• **EXTRAIT DU DOCUMENT**
· · · · ·
Macron et tous ses soutiens poursuivent leur politique meurtrière, après que des millions d’électeurs l’ont rejetée sans appel !
Par Nicole BERNARD.
Le 18 juillet (le 18 juillet !!), la Caisse nationale d’assurance maladie, imperturbable, a voté les propositions d’économies pour la loi de financement de la Sécurité sociale pour… 2025. La direction a trouvé une écrasante majorité pour poursuivre la politique de casse puisqu’il n’y a que 3 voix contre (celles de la CGT après discussion interne). Tous les autres syndicats, ainsi que les mutuelles et personnes qualifiées, ont voté pour ou « ont pris acte ». Le patronat s’est abstenu pour obtenir davantage.
Les économies, votées par presque tout le monde, portent sur les hôpitaux, les arrêts de travail et les transports sanitaires ! Tout va pour le mieux dans le meilleur des mondes…
Bien évidemment, la Cnam n’a pas décidé d’elle-même du PLFSS 2025. Elle est, comme d’habitude, le bureau d’études du gouvernement.
Le gouvernement démissionnaire est donc en train de travailler à la loi de financement de la Sécurité sociale 2025 dont il attend des milliards d’économies supplémentaires pour pouvoir continuer à exonérer les patrons de leurs cotisations sociales.
Combien de temps cela va-t-il durer ? Combien de temps cela peut-il durer ?
Et d’abord, pourquoi une loi de financement de la sécurité sociale ?
Dans un récent numéro du Monde, un journaliste s’interroge : « Le PLFSS a un caractère un peu moins impérieux que le projet de loi de finances. Car il n’est pas un texte d’autorisation de crédits. »
· · · · ·
• **DONNÉES À ANALYSER**
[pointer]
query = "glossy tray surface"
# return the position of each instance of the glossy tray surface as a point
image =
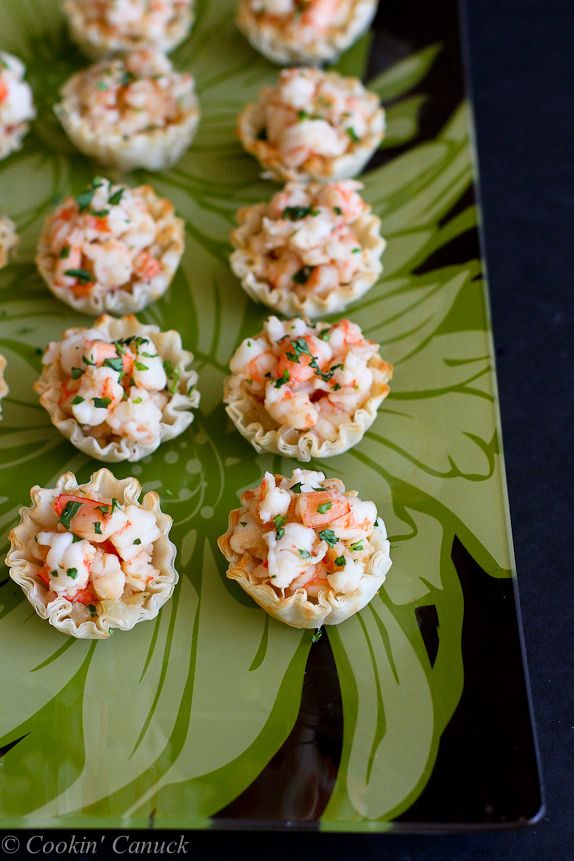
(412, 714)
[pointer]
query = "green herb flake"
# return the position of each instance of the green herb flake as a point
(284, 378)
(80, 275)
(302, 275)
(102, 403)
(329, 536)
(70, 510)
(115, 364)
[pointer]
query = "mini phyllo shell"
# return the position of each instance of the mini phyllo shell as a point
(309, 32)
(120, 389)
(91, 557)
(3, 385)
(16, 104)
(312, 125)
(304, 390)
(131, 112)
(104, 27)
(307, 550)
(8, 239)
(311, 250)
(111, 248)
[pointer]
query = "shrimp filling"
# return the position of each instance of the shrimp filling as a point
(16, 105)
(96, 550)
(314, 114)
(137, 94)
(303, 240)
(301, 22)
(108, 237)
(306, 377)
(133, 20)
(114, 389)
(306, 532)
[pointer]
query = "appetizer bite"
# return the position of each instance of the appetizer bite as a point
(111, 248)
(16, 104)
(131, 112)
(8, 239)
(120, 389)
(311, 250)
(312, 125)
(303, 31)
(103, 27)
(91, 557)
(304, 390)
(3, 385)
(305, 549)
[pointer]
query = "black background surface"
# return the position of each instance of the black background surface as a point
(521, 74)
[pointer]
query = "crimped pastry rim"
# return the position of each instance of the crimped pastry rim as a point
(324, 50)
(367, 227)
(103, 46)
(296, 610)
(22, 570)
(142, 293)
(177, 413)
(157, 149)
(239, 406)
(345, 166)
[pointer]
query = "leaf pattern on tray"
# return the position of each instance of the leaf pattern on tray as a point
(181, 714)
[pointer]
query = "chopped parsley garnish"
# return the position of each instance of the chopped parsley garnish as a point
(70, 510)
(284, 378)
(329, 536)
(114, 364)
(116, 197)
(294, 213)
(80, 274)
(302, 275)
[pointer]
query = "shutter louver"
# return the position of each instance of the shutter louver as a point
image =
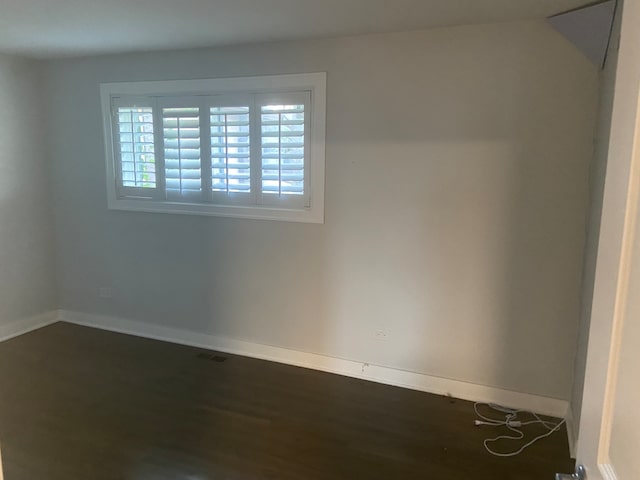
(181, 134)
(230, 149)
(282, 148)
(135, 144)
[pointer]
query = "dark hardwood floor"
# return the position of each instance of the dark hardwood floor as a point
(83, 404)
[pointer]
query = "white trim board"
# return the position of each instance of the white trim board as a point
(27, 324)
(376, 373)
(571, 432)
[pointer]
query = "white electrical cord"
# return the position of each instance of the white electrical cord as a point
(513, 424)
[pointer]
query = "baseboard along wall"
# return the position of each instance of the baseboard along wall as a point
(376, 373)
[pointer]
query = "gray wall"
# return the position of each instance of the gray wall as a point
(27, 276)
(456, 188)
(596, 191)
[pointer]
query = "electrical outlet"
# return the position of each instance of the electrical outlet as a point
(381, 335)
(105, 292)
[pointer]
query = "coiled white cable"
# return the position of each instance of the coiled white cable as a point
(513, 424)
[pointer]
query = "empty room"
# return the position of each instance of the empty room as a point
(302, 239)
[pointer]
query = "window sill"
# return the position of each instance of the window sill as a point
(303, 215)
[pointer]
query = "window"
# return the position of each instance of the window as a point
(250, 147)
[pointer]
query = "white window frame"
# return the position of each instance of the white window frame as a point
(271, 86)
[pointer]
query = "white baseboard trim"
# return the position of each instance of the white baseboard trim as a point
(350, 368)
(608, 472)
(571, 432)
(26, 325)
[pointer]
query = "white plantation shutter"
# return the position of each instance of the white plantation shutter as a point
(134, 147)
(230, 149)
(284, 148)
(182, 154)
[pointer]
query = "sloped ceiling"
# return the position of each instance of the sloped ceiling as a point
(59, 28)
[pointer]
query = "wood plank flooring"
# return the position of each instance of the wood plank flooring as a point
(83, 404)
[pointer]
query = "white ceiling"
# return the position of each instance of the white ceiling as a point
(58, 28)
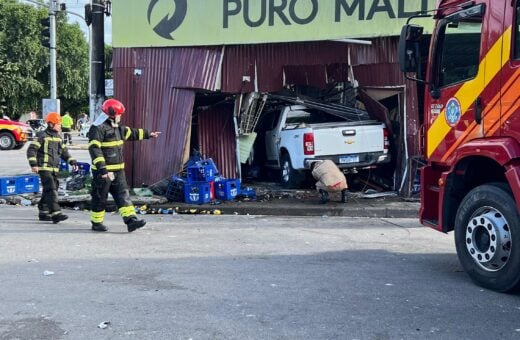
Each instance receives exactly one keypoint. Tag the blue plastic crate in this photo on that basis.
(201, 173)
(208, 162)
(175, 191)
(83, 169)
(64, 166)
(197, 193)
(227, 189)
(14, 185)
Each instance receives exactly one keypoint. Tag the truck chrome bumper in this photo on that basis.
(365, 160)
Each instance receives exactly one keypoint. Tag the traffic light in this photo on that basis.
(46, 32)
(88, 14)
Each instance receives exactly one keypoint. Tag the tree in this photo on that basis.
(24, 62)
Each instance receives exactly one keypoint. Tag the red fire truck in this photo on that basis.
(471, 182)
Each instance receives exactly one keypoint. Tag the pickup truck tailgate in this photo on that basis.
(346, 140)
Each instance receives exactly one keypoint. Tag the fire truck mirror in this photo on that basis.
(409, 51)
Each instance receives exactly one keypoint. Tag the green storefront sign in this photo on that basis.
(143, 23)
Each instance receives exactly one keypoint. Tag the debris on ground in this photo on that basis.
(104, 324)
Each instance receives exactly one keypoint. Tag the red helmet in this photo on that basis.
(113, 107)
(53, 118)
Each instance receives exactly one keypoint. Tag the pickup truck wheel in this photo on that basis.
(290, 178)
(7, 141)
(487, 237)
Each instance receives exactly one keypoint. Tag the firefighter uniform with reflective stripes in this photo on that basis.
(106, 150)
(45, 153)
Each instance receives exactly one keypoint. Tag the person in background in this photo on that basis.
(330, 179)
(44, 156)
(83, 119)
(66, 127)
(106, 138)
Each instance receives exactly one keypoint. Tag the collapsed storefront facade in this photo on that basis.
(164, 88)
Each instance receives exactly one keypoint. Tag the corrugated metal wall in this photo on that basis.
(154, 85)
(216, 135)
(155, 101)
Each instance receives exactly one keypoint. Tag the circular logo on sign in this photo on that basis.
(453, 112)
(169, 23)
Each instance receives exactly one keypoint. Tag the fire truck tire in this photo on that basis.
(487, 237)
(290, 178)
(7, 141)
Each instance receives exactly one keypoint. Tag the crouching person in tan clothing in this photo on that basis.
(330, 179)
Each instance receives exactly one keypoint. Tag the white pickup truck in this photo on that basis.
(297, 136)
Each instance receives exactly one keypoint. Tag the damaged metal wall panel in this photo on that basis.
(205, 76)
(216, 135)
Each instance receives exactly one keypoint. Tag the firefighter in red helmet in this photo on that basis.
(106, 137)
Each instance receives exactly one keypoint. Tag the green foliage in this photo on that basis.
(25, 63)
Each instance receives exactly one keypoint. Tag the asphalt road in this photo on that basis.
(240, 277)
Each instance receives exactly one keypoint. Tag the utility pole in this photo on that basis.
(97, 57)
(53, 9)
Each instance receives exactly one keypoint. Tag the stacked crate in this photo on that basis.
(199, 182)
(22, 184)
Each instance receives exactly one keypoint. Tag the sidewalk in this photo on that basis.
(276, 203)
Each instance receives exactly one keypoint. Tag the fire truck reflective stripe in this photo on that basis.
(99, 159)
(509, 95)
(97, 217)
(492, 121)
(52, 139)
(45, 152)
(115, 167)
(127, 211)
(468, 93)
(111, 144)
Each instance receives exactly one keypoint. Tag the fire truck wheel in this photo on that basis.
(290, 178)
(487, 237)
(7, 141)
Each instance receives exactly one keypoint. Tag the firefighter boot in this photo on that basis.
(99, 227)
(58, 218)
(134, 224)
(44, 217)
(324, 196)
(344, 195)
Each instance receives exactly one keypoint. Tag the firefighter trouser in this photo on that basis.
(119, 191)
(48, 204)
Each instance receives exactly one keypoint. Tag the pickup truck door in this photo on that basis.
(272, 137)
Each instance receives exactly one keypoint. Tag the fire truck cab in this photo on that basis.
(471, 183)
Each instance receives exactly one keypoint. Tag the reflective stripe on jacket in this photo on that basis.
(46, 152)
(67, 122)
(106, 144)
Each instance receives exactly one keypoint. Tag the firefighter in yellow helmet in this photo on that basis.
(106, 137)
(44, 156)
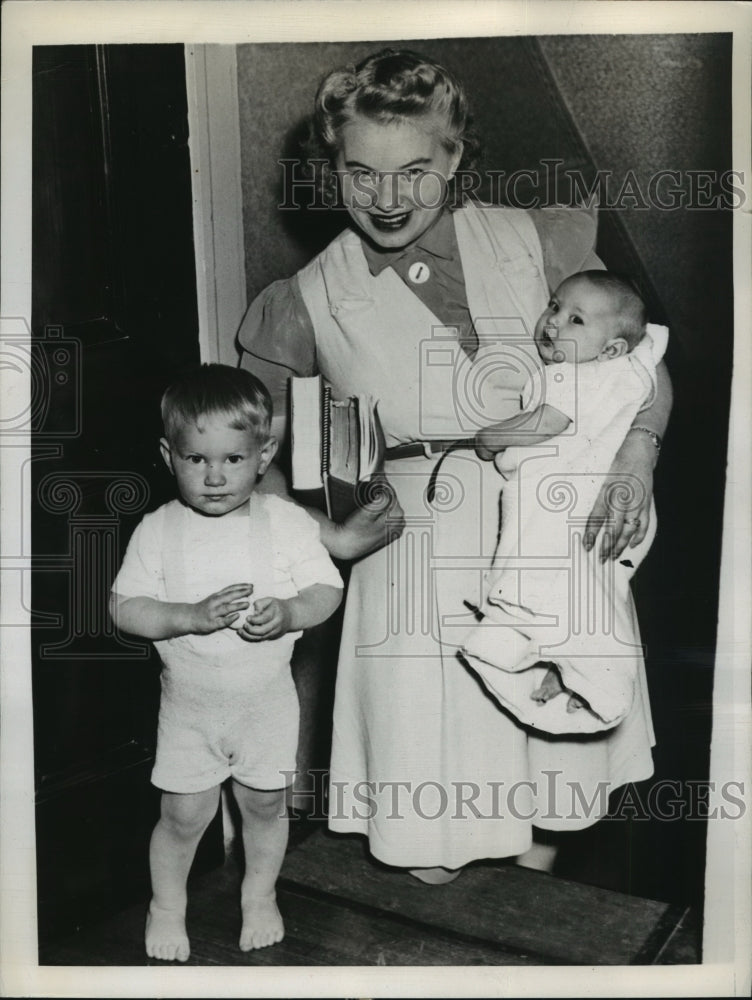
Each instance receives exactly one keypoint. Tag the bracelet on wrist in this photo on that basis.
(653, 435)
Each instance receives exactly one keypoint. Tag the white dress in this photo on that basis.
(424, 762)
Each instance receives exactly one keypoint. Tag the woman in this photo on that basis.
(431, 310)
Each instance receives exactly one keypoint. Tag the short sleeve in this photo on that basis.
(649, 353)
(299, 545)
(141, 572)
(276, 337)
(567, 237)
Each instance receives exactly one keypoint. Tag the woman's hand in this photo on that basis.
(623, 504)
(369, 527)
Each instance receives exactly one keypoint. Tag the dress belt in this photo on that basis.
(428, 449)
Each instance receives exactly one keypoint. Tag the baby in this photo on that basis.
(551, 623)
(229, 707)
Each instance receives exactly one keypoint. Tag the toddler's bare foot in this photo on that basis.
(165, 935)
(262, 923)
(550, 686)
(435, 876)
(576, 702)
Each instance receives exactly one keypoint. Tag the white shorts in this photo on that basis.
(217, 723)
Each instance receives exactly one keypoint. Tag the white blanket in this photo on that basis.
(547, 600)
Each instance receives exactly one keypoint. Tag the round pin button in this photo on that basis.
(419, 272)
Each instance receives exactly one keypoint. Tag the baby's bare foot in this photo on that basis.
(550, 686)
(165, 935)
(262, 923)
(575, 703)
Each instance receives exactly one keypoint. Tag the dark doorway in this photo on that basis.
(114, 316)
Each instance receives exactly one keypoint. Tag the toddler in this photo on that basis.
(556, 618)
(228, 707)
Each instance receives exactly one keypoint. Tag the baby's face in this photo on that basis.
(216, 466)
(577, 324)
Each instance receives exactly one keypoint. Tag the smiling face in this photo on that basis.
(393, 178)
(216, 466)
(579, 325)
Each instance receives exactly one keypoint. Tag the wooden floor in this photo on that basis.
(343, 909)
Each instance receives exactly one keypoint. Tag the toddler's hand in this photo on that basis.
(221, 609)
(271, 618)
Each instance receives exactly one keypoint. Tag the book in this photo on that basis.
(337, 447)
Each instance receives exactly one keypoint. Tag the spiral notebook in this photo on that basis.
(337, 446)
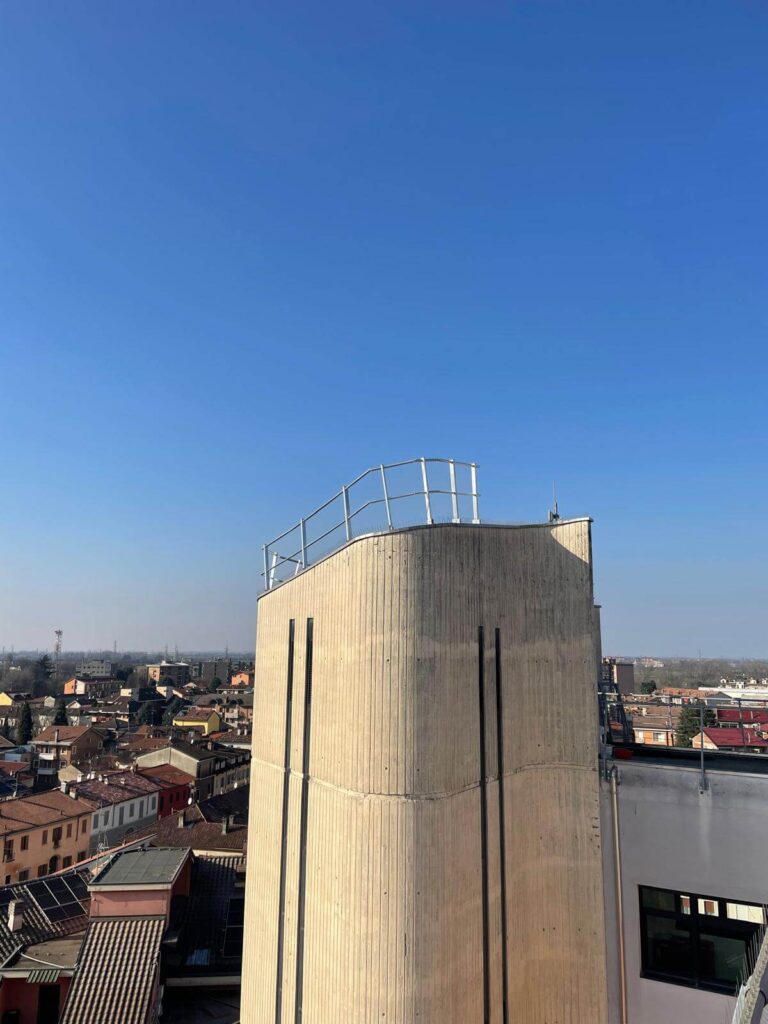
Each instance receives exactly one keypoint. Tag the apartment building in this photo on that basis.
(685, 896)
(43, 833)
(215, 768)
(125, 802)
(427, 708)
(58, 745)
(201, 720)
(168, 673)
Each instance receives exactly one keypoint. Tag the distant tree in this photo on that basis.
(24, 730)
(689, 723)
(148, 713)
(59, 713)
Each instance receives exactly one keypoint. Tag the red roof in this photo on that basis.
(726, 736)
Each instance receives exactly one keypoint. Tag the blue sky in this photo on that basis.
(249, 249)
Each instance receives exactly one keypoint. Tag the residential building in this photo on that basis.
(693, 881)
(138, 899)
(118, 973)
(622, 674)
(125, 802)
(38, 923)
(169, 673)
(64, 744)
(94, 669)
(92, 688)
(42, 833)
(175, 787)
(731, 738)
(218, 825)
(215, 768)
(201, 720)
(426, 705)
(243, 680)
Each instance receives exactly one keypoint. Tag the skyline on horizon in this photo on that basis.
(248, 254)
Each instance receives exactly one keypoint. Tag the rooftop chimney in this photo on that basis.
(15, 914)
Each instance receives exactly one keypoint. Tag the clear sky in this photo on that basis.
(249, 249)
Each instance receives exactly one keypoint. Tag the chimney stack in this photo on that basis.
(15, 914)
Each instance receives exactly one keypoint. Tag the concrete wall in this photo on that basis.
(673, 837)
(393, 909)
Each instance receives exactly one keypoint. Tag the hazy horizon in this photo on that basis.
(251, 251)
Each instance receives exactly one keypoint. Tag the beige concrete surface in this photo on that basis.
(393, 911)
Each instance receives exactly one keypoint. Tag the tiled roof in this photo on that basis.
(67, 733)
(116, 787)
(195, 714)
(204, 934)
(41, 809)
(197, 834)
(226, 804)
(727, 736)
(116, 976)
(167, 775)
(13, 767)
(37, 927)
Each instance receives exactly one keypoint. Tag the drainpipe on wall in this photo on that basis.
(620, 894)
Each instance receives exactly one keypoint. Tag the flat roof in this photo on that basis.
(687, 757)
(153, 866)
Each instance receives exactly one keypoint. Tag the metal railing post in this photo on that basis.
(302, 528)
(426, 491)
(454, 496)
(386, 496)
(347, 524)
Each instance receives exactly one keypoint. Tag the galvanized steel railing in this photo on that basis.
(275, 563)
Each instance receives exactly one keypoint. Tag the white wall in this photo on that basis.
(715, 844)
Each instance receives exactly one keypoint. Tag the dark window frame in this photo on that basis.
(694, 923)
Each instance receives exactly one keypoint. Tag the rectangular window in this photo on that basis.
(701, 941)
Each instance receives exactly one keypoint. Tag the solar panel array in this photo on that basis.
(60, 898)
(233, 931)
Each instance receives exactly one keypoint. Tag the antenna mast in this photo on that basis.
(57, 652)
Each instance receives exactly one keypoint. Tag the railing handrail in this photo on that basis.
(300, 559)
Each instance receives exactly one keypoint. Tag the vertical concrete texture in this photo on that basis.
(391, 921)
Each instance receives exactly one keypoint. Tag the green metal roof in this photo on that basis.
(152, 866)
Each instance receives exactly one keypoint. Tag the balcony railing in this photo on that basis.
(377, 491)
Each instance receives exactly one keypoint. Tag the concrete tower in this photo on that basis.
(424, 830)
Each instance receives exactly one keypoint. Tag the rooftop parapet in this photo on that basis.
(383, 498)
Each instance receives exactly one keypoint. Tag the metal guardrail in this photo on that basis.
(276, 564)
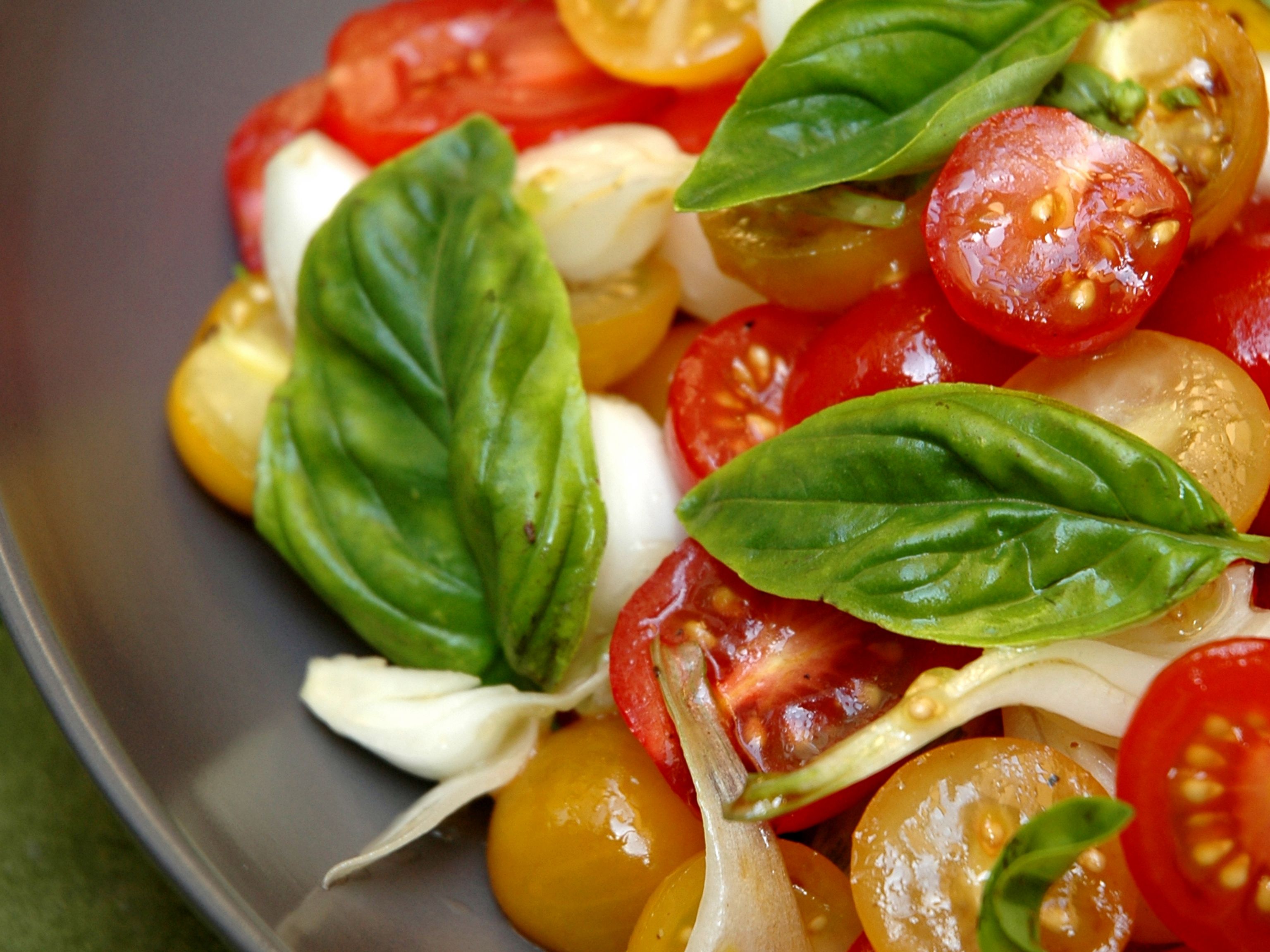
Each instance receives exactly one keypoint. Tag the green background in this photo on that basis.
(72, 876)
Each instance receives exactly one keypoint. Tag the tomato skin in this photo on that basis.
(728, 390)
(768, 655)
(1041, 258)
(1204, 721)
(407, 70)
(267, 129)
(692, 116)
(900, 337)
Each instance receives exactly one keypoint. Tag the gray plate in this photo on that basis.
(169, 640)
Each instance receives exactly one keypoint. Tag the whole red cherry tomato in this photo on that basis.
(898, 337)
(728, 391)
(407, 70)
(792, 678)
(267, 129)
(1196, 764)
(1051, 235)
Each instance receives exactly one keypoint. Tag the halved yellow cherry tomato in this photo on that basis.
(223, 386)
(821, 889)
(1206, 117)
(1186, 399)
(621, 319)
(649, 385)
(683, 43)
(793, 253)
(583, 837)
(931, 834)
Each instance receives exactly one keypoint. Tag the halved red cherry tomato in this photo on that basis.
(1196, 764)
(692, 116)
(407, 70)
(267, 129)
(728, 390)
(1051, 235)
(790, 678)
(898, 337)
· · · · ·
• **PROBLÈME À RÉSOUDRE**
Reproduisez le passage de l'extrait sur le financement de la Sécurité sociale qui commence aux mots « Les économies, votées » et s'arrête après « d’études du gouvernement. ».

• **SOLUTION DÉTAILLÉE**
Les économies, votées par presque tout le monde, portent sur les hôpitaux, les arrêts de travail et les transports sanitaires ! Tout va pour le mieux dans le meilleur des mondes…
Bien évidemment, la Cnam n’a pas décidé d’elle-même du PLFSS 2025. Elle est, comme d’habitude, le bureau d’études du gouvernement.